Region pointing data
##########

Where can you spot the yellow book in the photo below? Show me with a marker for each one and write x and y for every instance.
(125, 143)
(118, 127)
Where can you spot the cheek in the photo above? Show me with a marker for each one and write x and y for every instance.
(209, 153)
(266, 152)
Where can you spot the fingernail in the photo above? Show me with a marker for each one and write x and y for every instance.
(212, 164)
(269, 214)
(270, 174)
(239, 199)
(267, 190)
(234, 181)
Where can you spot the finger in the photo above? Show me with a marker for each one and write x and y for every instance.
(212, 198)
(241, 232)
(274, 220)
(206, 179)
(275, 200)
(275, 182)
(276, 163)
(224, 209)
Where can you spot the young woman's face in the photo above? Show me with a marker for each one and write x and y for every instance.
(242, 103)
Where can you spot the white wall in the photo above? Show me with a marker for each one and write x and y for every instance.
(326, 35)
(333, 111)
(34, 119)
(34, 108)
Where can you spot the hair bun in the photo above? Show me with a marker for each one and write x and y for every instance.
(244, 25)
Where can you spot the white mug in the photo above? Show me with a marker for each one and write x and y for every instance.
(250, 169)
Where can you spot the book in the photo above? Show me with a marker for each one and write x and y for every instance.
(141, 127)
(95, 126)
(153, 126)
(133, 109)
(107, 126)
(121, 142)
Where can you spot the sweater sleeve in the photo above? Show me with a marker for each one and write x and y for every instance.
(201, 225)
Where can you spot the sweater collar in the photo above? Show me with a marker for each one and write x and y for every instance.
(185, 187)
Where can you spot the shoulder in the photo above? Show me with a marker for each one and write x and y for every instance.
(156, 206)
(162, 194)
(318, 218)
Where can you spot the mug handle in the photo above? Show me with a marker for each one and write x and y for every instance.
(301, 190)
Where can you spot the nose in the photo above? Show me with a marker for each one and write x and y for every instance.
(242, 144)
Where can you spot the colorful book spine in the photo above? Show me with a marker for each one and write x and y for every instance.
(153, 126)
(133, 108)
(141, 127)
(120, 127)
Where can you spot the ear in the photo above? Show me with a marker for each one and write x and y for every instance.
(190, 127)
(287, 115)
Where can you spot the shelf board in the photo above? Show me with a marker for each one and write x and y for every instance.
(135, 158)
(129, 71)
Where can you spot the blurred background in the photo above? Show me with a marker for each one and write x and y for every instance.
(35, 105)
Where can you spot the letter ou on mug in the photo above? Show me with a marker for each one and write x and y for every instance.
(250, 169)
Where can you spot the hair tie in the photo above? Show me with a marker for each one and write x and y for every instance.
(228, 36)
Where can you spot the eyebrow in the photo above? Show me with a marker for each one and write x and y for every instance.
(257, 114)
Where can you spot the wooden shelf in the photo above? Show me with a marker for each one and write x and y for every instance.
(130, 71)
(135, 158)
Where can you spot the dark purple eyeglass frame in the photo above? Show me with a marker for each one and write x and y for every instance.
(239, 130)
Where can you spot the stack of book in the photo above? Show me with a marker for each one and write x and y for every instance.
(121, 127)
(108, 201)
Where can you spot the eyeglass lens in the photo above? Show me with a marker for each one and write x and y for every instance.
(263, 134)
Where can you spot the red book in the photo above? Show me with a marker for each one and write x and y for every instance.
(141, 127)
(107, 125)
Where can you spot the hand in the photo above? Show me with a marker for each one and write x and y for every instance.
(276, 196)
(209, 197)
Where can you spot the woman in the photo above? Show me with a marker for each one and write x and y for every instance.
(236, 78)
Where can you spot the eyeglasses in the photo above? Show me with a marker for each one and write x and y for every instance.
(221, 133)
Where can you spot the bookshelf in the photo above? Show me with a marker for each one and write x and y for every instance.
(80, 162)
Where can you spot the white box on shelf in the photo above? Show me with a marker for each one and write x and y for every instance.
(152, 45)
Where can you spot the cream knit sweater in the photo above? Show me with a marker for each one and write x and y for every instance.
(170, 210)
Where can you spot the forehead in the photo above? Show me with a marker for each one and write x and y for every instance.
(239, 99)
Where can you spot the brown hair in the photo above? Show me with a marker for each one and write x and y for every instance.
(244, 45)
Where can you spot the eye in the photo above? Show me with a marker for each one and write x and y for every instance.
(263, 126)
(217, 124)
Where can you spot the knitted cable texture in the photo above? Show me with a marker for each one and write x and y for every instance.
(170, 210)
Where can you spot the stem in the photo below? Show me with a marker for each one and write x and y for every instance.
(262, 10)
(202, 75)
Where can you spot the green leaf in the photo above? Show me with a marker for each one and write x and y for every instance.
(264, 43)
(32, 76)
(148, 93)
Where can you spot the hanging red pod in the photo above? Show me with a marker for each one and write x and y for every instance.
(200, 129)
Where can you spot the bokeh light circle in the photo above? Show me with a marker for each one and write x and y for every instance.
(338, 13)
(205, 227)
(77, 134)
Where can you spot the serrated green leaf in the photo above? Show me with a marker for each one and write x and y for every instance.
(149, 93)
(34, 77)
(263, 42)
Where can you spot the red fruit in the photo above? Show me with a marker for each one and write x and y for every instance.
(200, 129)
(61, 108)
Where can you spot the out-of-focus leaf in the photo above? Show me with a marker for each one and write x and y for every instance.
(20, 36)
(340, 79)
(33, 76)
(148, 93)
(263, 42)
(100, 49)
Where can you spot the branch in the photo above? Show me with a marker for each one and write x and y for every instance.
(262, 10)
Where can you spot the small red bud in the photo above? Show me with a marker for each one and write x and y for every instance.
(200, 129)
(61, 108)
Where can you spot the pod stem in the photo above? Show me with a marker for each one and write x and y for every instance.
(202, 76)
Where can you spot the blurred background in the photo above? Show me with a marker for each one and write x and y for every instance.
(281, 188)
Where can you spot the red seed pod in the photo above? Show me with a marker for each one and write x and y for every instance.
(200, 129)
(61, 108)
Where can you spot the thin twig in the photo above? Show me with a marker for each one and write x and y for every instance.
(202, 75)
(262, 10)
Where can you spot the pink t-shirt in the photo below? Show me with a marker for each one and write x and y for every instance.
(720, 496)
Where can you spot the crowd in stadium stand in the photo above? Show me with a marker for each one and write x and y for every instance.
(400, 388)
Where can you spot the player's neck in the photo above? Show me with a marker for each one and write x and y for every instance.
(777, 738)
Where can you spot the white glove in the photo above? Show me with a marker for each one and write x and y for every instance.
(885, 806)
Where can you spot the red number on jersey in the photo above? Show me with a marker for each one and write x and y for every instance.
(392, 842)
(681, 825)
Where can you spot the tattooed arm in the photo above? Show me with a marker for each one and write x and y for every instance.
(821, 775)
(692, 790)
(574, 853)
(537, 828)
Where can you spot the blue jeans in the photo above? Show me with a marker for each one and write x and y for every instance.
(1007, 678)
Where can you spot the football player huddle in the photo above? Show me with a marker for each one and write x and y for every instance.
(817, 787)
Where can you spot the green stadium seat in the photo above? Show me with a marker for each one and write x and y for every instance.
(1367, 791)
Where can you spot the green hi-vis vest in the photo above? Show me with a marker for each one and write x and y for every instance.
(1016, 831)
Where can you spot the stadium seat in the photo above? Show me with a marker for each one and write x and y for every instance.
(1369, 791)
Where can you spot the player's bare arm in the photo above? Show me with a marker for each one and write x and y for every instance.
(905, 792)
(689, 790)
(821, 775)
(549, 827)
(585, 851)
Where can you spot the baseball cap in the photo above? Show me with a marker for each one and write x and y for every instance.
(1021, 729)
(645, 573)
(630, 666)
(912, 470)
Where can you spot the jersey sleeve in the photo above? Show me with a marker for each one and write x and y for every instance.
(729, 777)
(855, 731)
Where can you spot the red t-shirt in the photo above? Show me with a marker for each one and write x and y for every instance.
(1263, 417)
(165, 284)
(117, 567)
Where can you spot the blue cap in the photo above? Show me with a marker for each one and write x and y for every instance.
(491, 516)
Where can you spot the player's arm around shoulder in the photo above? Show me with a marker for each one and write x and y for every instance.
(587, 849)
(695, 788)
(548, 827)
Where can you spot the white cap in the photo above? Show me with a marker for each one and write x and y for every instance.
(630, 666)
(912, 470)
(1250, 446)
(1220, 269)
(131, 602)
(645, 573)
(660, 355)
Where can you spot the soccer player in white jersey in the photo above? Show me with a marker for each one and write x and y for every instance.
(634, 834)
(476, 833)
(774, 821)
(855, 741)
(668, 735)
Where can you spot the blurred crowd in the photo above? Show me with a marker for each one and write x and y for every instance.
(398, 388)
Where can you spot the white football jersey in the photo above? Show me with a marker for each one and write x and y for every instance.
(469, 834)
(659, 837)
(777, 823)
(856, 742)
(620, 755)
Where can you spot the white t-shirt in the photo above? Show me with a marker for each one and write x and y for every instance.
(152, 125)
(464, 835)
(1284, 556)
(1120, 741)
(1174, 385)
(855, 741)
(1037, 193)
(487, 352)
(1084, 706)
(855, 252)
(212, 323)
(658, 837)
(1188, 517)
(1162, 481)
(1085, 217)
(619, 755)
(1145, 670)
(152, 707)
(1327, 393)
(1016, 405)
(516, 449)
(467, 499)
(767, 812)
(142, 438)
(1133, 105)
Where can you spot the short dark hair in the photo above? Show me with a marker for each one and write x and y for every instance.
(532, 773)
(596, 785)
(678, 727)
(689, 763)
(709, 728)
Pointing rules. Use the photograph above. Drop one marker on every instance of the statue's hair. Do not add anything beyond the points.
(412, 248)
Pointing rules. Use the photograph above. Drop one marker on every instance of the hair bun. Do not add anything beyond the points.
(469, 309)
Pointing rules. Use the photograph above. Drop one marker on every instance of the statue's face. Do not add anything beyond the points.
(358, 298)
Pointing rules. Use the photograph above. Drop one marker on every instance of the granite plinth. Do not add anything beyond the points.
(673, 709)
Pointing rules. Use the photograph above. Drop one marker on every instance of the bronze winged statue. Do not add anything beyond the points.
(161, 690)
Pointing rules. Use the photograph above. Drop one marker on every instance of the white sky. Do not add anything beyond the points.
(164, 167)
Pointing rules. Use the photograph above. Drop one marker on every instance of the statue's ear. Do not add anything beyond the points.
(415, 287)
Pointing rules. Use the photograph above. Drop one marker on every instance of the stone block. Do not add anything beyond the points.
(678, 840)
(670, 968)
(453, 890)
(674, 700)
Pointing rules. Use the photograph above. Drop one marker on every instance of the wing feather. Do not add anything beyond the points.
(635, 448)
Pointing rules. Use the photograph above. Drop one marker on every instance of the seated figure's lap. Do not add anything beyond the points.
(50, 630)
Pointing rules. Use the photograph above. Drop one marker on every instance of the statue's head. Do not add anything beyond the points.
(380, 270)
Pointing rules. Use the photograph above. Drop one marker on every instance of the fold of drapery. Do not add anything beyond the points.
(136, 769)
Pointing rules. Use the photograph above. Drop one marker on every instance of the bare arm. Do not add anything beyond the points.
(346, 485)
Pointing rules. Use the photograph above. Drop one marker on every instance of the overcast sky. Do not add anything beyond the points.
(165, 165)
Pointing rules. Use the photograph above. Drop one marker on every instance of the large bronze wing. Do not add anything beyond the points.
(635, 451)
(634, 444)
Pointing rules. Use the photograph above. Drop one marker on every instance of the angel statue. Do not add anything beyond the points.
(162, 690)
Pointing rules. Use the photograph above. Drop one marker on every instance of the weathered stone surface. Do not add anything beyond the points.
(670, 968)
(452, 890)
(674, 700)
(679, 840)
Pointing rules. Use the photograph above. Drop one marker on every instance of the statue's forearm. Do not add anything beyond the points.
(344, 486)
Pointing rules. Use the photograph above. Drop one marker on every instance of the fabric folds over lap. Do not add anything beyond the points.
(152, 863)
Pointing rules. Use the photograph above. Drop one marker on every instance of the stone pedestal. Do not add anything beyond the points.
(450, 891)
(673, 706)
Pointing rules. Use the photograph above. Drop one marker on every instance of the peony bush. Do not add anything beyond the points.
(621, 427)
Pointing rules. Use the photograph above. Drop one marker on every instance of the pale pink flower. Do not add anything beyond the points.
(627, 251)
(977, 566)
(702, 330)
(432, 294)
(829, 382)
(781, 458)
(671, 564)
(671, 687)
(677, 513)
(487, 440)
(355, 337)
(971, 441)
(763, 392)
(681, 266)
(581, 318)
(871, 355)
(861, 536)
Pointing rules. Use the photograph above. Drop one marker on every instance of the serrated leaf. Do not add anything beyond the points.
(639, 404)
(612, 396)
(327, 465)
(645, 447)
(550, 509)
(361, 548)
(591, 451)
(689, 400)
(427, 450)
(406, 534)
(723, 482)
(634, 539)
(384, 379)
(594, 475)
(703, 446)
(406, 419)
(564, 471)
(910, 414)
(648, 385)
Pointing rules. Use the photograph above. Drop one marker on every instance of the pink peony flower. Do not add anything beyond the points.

##########

Return the lines above, from the one containing "of the pale" to the end, exactly as they stand.

Pointing rules. Use the photograph above. Drop one marker on every instance of the pale pink flower. Do not add anything beyond the points.
(627, 251)
(977, 566)
(702, 330)
(432, 294)
(829, 382)
(781, 458)
(671, 564)
(671, 687)
(677, 513)
(487, 440)
(355, 337)
(971, 441)
(763, 392)
(681, 266)
(581, 318)
(871, 355)
(861, 536)
Pointing rules. Use the photograph above. Drop one marker on every instance of the serrated leaf. Do not add anything beyond the points.
(639, 404)
(612, 396)
(327, 465)
(645, 447)
(550, 509)
(361, 548)
(591, 451)
(689, 400)
(427, 450)
(406, 534)
(723, 482)
(634, 539)
(384, 379)
(594, 475)
(703, 446)
(406, 419)
(564, 471)
(910, 414)
(648, 385)
Pointing rules. Use the photograph above. Drop one marker on every instance of the pink peony flower. Do not add anything beyond the points.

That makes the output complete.